■ **Do this**:
Find every line in the items below that contains the word "jacket". Copy each of those lines.

Boundary annotation items:
----------
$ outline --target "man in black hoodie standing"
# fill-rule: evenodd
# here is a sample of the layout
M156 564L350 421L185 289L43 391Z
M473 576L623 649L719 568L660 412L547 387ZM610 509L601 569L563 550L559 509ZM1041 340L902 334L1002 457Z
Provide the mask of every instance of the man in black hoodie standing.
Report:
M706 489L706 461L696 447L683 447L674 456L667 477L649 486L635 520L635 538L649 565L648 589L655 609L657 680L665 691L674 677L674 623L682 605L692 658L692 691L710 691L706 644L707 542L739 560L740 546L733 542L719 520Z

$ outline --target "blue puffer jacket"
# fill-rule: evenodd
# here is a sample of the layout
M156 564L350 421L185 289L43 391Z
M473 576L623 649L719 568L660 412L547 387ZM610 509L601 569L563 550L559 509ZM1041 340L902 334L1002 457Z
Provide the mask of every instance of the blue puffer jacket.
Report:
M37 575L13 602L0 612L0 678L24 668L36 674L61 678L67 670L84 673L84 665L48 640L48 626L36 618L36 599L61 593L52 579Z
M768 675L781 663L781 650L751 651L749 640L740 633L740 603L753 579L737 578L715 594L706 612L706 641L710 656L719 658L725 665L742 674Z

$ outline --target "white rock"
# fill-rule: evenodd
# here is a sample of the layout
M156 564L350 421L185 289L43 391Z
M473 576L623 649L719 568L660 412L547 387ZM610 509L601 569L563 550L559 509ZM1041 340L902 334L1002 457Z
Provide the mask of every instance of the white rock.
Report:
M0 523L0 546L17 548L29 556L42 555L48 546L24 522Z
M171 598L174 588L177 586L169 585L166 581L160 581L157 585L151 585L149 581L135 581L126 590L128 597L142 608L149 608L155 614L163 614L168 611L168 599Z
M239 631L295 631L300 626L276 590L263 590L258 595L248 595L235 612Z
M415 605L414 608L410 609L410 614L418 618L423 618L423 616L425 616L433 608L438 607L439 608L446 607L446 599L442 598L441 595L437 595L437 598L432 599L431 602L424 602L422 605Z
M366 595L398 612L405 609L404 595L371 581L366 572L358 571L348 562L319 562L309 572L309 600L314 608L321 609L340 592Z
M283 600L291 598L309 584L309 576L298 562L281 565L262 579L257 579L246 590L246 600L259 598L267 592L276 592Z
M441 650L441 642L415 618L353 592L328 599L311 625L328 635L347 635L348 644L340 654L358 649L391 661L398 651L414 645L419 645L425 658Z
----------
■ **Final result**:
$ outline --target "blue puffer jacket"
Provide the mask of every instance of the blue puffer jacket.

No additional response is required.